▸ **EXERCISE**: Restate the listing in full, keeping every word as it is.

------

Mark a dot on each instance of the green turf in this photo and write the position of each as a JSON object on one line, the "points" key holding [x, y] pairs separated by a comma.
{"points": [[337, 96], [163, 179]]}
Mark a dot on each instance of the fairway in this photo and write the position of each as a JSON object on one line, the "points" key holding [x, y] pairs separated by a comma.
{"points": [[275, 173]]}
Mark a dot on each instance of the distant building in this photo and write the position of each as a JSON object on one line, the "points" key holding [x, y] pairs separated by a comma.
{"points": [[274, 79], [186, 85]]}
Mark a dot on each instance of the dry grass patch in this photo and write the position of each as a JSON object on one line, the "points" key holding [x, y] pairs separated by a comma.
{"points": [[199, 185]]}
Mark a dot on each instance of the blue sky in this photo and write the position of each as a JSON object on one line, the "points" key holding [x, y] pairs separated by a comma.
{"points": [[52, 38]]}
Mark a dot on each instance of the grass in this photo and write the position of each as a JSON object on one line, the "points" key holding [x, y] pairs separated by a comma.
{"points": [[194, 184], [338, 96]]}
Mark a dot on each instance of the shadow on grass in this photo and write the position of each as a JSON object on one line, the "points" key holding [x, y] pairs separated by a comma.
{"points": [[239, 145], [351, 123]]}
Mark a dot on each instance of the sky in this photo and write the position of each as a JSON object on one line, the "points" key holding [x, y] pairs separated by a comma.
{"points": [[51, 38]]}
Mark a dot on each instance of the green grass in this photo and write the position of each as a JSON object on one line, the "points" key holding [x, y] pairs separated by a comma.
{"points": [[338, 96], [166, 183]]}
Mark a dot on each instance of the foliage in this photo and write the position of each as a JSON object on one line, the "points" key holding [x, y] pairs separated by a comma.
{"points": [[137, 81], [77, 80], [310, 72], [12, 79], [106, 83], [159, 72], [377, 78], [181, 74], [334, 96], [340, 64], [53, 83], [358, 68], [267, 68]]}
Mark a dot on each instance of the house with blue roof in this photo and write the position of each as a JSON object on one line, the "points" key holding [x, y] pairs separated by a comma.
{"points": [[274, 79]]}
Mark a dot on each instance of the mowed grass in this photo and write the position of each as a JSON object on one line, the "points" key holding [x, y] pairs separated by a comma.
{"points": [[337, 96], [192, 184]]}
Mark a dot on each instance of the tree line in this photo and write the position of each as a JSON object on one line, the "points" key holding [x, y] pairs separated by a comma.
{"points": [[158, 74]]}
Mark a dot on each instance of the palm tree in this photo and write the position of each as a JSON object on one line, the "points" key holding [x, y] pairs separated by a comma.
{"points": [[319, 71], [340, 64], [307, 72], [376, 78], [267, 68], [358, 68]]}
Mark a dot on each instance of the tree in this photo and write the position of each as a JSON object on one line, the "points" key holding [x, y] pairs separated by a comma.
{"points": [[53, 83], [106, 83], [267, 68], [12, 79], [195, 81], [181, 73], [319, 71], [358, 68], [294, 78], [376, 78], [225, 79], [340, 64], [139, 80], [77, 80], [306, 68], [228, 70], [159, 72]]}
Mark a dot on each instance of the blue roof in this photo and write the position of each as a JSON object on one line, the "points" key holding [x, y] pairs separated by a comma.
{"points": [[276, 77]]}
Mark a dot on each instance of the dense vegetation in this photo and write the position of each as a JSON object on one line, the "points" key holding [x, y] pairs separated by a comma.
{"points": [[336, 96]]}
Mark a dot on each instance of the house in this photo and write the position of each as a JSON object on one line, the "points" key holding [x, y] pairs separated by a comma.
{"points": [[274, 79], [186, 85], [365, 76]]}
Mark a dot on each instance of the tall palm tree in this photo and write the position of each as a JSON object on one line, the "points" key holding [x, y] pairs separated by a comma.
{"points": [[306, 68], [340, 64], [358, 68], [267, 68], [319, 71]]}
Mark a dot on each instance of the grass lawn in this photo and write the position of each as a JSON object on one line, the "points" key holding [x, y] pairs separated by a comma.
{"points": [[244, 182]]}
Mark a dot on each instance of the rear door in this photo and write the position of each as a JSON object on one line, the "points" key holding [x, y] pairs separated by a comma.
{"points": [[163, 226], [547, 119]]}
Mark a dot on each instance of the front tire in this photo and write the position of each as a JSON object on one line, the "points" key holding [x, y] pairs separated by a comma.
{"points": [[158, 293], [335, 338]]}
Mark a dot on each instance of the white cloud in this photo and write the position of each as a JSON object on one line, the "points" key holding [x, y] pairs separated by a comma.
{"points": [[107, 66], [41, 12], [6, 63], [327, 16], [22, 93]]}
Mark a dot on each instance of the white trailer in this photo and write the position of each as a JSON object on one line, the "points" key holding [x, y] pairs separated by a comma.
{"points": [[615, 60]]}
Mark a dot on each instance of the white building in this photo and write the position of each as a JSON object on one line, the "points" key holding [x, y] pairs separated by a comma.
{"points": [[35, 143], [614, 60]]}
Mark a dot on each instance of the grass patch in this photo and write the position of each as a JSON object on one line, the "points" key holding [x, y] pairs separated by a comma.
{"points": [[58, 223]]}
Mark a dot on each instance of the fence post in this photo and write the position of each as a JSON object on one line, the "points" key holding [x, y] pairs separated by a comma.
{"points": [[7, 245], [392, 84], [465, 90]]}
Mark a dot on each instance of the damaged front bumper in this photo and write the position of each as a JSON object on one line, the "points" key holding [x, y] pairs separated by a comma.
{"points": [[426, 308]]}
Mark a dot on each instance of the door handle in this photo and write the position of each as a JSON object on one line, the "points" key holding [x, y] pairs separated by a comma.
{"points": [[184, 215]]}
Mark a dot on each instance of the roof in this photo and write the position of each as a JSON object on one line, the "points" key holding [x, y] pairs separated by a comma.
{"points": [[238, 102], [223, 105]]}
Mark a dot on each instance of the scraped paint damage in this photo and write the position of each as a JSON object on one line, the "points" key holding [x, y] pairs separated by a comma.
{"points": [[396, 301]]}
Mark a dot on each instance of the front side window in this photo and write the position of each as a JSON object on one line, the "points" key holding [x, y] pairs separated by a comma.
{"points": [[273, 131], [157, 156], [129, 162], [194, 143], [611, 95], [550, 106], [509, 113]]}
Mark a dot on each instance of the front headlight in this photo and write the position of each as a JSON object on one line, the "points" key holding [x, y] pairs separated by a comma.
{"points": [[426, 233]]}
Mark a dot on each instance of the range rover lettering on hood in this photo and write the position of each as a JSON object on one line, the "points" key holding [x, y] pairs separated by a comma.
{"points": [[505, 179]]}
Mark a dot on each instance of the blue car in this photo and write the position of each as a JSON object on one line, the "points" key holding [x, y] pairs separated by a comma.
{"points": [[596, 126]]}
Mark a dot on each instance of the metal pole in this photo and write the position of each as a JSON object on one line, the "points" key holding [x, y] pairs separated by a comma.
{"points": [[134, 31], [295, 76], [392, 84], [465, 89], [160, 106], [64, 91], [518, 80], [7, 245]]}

------

▸ **TASK RESPONSE**:
Mark a dot on each instance of the green turf in this photo and write the position of each as a JSON object on one line, the "points" key holding [x, y] pairs separated by a comma.
{"points": [[337, 96], [163, 179]]}
Mark a dot on each instance of the fairway in this photo and write the position of each as a JSON object on one line, the "points" key holding [x, y] pairs separated by a comma.
{"points": [[275, 173]]}
Mark a dot on each instance of the distant building in this photo and write the position of each as a JSON object on one line, the "points" key holding [x, y] pairs separated by a comma.
{"points": [[274, 79], [186, 85]]}
Mark a dot on each instance of the dry grass patch in this photo and write the position of each as a JSON object on one line, the "points" key holding [x, y] pairs separated by a comma.
{"points": [[199, 185]]}
Mark a dot on each instance of the blue sky in this photo and write the position of each as a JSON object on one line, the "points" key holding [x, y] pairs separated by a comma.
{"points": [[52, 38]]}
Mark a dot on each instance of the grass in this photo and write the position of each as a JSON object on one line, the "points" key holding [x, y] pairs separated by a comma.
{"points": [[194, 184], [338, 96]]}
Mark a dot on each instance of the shadow on grass in this photo and write the position of each as a JSON object on one line, the "points" key holding [x, y] pairs separated by a comma.
{"points": [[239, 145], [351, 123]]}
Mark a dot on each instance of the sky in this photo and write the position of each as a JSON object on one line, the "points" key holding [x, y] pairs separated by a comma.
{"points": [[51, 38]]}
Mark a dot on each instance of the green grass in this photo and write the position of each as a JSON object on one line, the "points" key holding [x, y] pairs separated by a comma.
{"points": [[338, 96], [166, 183]]}
Mark a dot on each instance of the foliage in this photo and write the position of each as a JSON object on one line, the "points" key holding [x, y] pairs separated by a comma.
{"points": [[137, 81], [77, 80], [310, 72], [12, 79], [106, 83], [159, 72], [377, 78], [181, 74], [334, 96], [340, 64], [53, 83], [358, 68], [267, 68]]}
Mark a dot on each instance of the house with blue roof in this photo and write the position of each as a JSON object on one line, the "points" key holding [x, y] pairs separated by a comma.
{"points": [[274, 79]]}
Mark a dot on each instance of the mowed grass in this photo and write the position of each as a JSON object on one line, the "points" key holding [x, y] pairs separated by a comma.
{"points": [[337, 96], [192, 184]]}
Mark a dot on each instance of the tree line in this photo and write the position of each as a JSON object on one line, the "points" key holding [x, y] pairs separated by a comma.
{"points": [[158, 74]]}
Mark a dot on each instance of the palm tree in this photo and write the position of each as a JSON object on one line, the "points" key holding [x, y] pairs separated by a comma.
{"points": [[319, 71], [340, 64], [307, 72], [376, 78], [267, 68], [358, 68]]}
Mark a dot on each instance of the tree in this photo and write the position of each as a JSON object on one line, the "points" key holding [x, y] pairs separated by a comma.
{"points": [[53, 83], [106, 83], [267, 68], [12, 79], [195, 81], [181, 73], [319, 71], [358, 68], [294, 78], [376, 78], [225, 79], [340, 64], [139, 80], [77, 80], [306, 68], [228, 70], [159, 72]]}
Mark a dot on each instance of the blue roof in this photo and write the position of each as a JSON object on one line, the "points" key holding [x, y] pairs separated by a comma.
{"points": [[276, 77]]}
Mark a dot on each instance of the dense vegetation in this photo and write the position of each as a JSON object on one line, the "points" key holding [x, y] pairs separated by a comma.
{"points": [[336, 96]]}
Mark a dot on each instance of the house in this photo and write the position of each as a JSON object on one line, the "points" key holding [x, y] pairs separated by a comma.
{"points": [[274, 79], [186, 85], [365, 76]]}
Mark a dot on each instance of the tall palm tree in this photo and write the position of each as a JSON object on one line, the "points" key holding [x, y] pairs separated by a comma.
{"points": [[306, 68], [340, 64], [358, 68], [267, 68], [319, 71]]}
Mark a dot on each instance of the grass lawn in this photo and write the position of each as a JSON object on one line, the "points" key holding [x, y] pairs separated by a comma.
{"points": [[244, 182]]}
Mark a dot on each instance of the rear door in this photo and write the position of each as a JSON object on one line, the "points" key holding [x, y] pairs separated by a comma.
{"points": [[163, 226], [547, 119]]}
Mark a dot on each instance of the front tire in this photo and write the position of each as a JSON object on one line, the "points" key holding [x, y] pairs separated by a comma.
{"points": [[158, 293], [335, 338]]}
Mark a dot on each instance of the white cloud in this photo and write the position of each as a JSON object on one line, the "points" key holding [x, y] pairs separated by a comma.
{"points": [[107, 66], [41, 12], [6, 63], [327, 16], [22, 93]]}
Mark a dot on each instance of the white trailer in this photo and write the position of each as a JSON object on one line, the "points" key holding [x, y] pairs separated by a comma.
{"points": [[615, 60]]}
Mark a dot on each instance of the white building in this photo and write the position of each as a JSON object on one line, the "points" key holding [x, y] pairs separated by a comma.
{"points": [[35, 143], [614, 60]]}
Mark a dot on each instance of the grass patch in this photo and write the position of each as a JSON object on one line, the "points" key holding [x, y] pairs separated by a comma.
{"points": [[58, 223]]}
Mark a dot on each instance of the fence post in this photo and write the position of each as a JSON object on one line, the "points" key holding [x, y] pairs separated by a comma.
{"points": [[7, 245], [392, 84], [465, 90]]}
Mark a dot on each instance of the damaged front bumper in this photo and write the position of each as a JSON object on one line, the "points" key holding [x, y] pairs separated by a comma.
{"points": [[426, 308]]}
Mark a dot on each instance of the door handle in this photo and write the position of each as a JSON object on one line, the "points" key holding [x, y] pairs separated by a comma.
{"points": [[184, 215]]}
Mark a dot on each instance of the roof in this photo and write the position of each as a JSON object on one line, the "points" key holding [x, y] pairs separated by a comma.
{"points": [[238, 102], [223, 105]]}
Mark a dot on each instance of the scraped paint damage in this photo and write the position of each as a JSON object on one line, the "points" key holding [x, y] pairs separated by a comma.
{"points": [[396, 301]]}
Mark a dot on each instance of the front side window in this photo and write the position of each as a JSON object on one line, the "points" key holding [x, y] pairs separated by a comma.
{"points": [[273, 131], [157, 156], [129, 162], [194, 143], [611, 95], [550, 106], [509, 113]]}
Mark a dot on each instance of the front headlight in this photo and write the position of each as a JSON object on one line, the "points" key holding [x, y] pairs separated by a comma.
{"points": [[426, 233]]}
Mark a dot on each instance of the range rover lettering on hood in this photo and write the position of each as a JSON object on one line, the "points" key holding [x, y] pairs separated by a comma.
{"points": [[505, 179]]}
Mark a dot on each instance of the blue car in this photo and write the position of each as a JSON object on one line, the "points" key holding [x, y] pairs separated by a comma.
{"points": [[596, 126]]}
Mark a dot on each instance of the metal pole in this photo and write the position of each as a JSON object on one line, the "points" key holding [x, y] pairs separated by a comma.
{"points": [[134, 31], [295, 76], [392, 84], [465, 89], [160, 106], [64, 91], [518, 80], [7, 245]]}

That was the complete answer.